(GIVEN ENTRIES)

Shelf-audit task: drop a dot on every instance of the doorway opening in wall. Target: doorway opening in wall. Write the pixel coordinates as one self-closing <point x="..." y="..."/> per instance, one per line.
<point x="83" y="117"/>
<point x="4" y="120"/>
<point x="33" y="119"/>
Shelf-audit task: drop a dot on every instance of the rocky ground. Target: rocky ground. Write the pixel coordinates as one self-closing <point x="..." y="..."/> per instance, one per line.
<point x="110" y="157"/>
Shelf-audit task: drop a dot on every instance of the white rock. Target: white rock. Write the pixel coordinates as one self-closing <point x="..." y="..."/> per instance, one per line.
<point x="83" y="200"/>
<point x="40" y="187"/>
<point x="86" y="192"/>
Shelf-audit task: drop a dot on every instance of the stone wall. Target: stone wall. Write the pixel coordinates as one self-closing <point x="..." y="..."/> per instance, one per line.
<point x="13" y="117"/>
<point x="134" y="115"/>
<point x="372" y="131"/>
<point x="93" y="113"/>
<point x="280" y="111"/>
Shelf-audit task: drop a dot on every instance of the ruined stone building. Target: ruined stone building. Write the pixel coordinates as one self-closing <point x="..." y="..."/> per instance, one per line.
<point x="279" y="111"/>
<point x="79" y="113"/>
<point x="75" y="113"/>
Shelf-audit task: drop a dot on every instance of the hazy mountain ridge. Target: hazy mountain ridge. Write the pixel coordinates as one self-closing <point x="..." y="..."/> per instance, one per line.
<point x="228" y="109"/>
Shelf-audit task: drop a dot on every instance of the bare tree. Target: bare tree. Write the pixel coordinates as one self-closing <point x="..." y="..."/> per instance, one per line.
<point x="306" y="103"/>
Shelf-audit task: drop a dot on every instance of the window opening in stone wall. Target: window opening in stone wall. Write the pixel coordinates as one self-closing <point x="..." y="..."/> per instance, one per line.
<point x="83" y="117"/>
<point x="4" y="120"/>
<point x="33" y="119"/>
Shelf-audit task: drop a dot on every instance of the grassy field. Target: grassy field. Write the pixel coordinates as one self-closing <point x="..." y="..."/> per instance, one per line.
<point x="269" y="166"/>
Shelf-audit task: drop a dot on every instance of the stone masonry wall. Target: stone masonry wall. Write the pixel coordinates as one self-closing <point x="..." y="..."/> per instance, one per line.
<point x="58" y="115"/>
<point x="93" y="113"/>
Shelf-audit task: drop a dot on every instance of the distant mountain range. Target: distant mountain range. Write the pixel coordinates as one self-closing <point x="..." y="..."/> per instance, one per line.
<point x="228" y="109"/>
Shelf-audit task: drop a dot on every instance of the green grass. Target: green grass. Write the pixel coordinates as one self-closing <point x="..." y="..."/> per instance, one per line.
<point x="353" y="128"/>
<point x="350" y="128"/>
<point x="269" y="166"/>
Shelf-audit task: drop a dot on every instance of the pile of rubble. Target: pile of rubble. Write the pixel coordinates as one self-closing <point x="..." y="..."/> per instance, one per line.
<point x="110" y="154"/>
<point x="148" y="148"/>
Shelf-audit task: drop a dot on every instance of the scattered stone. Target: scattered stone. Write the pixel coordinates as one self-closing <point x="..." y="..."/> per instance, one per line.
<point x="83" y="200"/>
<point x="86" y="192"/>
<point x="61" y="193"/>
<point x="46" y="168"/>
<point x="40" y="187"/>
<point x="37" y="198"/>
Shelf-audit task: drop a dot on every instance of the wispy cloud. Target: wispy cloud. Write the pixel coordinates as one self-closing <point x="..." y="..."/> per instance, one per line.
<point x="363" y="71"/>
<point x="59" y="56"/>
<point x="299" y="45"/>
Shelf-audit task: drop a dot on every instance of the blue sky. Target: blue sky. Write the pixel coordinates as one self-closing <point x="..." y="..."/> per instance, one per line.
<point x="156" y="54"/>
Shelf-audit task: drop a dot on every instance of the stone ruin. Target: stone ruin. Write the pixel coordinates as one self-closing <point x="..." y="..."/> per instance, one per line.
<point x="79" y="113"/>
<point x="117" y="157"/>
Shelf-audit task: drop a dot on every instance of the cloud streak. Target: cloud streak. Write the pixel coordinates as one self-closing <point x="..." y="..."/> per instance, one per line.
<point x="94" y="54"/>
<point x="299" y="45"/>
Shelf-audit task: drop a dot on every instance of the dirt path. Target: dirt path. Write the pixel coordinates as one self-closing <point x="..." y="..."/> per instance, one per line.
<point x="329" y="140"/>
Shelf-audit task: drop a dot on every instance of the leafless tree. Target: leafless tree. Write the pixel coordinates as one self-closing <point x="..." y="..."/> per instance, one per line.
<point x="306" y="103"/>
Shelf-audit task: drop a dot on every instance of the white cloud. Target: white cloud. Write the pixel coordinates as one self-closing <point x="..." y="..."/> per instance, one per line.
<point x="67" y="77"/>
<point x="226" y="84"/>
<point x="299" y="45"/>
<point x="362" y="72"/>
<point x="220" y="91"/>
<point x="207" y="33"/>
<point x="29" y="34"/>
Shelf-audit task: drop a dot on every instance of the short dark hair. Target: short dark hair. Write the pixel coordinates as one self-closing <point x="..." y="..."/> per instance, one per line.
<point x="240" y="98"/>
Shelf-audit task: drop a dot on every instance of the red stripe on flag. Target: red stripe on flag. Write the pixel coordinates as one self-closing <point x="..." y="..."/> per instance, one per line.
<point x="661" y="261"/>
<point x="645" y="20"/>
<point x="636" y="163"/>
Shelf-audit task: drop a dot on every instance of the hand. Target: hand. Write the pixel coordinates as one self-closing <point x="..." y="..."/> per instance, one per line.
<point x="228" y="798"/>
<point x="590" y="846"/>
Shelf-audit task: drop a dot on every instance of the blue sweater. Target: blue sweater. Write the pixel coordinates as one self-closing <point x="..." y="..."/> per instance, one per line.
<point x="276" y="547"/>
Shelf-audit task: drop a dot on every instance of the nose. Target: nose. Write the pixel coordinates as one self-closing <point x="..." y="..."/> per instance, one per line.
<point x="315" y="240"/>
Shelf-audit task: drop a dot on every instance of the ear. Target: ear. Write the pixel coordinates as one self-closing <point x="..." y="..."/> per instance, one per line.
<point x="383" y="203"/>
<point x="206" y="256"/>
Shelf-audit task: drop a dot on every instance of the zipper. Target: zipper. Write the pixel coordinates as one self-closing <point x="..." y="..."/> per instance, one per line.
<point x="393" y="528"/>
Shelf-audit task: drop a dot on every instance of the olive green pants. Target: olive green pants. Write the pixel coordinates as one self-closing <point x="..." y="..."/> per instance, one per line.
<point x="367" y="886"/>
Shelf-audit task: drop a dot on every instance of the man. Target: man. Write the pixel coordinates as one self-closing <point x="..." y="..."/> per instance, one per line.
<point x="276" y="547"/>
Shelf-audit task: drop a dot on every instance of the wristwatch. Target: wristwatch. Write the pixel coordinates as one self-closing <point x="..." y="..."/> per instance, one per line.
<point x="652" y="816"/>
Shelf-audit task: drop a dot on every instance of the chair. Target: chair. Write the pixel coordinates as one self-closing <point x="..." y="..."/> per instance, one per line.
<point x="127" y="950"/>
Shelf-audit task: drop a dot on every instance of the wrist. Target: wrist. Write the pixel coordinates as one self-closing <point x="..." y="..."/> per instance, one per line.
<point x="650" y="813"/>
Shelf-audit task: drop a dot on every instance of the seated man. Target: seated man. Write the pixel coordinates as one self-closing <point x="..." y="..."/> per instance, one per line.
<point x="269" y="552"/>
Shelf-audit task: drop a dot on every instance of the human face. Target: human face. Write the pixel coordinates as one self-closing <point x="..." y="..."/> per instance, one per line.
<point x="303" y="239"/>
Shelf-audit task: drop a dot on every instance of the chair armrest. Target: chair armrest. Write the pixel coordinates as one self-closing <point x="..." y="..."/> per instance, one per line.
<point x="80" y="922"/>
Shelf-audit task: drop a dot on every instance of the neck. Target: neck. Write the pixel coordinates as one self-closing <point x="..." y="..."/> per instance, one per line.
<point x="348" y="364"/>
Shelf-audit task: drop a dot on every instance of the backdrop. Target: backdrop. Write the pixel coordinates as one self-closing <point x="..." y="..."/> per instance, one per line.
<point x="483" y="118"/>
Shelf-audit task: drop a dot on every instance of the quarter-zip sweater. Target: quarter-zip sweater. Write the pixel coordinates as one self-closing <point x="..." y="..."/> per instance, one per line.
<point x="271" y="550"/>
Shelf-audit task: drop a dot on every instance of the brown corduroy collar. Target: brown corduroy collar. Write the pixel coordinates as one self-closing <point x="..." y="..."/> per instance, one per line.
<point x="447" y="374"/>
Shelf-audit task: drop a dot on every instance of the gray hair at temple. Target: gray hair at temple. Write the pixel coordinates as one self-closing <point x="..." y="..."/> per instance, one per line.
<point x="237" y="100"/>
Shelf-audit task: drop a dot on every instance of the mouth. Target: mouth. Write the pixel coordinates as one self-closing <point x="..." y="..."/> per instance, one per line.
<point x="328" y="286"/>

(End GIVEN ENTRIES)

**ACTION ITEM:**
With the line containing "Shelf-audit task: drop a dot on every instance of the brown" as the first and the last line of the records as the final one, print exactly the lines in that span.

**PROBLEM SOLUTION:**
Shelf-audit task: drop a dot on every instance of the brown corduroy collar. Target: brown corduroy collar. Write the pixel coordinates as one self-closing <point x="..." y="..."/> per instance, one per line.
<point x="447" y="374"/>
Shelf-audit task: drop a dot on every instance of the gray hair at temple. Target: gray hair at temple. Write the pixel coordinates as one self-closing <point x="..." y="..."/> per instance, one per line.
<point x="237" y="100"/>
Shelf-audit task: drop a dot on every instance of the mouth. Target: mouth. Write the pixel coordinates as one self-closing <point x="..." y="..."/> per instance, one per line.
<point x="328" y="286"/>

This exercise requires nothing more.